[Natural language region descriptions]
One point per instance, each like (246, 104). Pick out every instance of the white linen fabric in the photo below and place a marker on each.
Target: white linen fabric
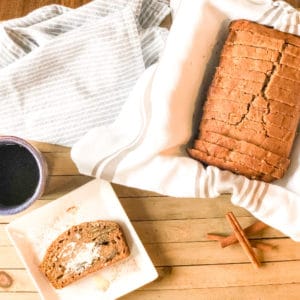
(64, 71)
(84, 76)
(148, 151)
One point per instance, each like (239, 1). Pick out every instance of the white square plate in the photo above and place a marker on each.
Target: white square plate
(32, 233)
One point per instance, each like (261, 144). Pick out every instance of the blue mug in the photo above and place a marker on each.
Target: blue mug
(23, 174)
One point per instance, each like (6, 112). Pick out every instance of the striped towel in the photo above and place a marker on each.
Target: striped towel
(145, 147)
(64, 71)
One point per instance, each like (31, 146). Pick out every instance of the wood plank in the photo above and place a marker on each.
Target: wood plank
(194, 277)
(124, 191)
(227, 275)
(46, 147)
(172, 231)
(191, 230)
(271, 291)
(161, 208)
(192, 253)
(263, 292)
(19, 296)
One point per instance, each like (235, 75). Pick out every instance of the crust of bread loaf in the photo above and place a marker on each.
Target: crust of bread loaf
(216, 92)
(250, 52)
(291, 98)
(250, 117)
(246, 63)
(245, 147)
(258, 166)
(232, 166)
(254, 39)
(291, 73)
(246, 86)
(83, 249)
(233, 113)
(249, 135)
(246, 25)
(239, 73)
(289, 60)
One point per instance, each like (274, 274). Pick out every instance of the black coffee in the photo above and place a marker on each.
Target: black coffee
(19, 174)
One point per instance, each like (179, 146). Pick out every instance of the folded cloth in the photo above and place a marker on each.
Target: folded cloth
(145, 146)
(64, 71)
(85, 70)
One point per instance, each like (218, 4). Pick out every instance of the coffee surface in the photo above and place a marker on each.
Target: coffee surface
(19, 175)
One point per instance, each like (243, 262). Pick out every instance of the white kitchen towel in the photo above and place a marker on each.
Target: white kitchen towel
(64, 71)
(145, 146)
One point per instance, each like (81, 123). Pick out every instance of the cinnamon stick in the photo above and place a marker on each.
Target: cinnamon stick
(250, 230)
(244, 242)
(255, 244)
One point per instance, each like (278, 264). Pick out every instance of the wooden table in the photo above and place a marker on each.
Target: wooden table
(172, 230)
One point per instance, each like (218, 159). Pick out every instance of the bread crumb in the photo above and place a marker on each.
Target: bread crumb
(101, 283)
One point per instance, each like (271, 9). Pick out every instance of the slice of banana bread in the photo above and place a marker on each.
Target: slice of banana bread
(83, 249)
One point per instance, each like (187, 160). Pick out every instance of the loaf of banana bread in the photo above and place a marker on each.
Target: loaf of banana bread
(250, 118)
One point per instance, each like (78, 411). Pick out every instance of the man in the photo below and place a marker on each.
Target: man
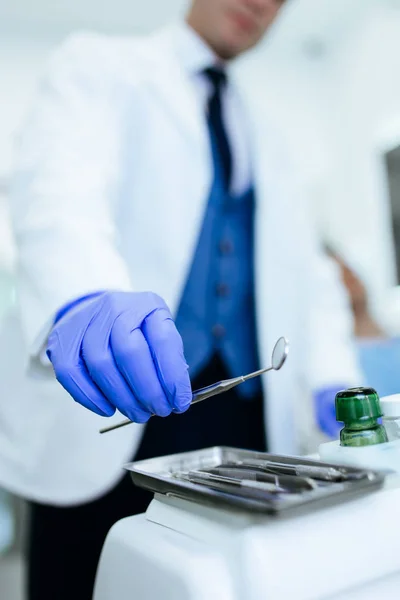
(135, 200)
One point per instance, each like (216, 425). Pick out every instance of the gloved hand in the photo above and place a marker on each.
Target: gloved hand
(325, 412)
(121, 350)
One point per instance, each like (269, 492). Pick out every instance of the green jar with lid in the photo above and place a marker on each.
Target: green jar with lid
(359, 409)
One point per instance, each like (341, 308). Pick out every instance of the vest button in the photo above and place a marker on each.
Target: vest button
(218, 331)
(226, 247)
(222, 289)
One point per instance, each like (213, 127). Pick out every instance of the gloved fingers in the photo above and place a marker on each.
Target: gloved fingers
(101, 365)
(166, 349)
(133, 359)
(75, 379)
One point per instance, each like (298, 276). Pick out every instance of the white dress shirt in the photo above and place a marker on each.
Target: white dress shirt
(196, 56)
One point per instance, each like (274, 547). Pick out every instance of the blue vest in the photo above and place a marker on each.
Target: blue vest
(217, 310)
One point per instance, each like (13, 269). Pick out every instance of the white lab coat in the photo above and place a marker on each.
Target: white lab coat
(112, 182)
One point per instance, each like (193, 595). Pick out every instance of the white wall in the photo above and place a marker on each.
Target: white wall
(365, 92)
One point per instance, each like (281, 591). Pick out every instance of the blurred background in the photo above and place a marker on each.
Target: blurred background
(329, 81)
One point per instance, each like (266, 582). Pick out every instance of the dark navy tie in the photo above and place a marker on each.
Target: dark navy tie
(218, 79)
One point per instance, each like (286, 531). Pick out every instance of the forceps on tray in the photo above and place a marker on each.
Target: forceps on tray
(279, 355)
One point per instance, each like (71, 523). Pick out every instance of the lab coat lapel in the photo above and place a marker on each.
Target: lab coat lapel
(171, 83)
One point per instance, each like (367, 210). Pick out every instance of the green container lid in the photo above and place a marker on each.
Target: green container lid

[EXERCISE BRIEF]: Exact copies of the line with "One point per instance, each like (71, 523)." and of every later line in the entries make up the whole answer.

[TASK RESULT]:
One point per instance, each like (71, 523). Pick out every instance of the lab coat lapel in the photo above and place a marker on each.
Target: lab coat lapel
(171, 83)
One point per instance, each like (367, 210). Pick out every instance of the green container lid in the photo above and place a marker on each.
Target: green container lid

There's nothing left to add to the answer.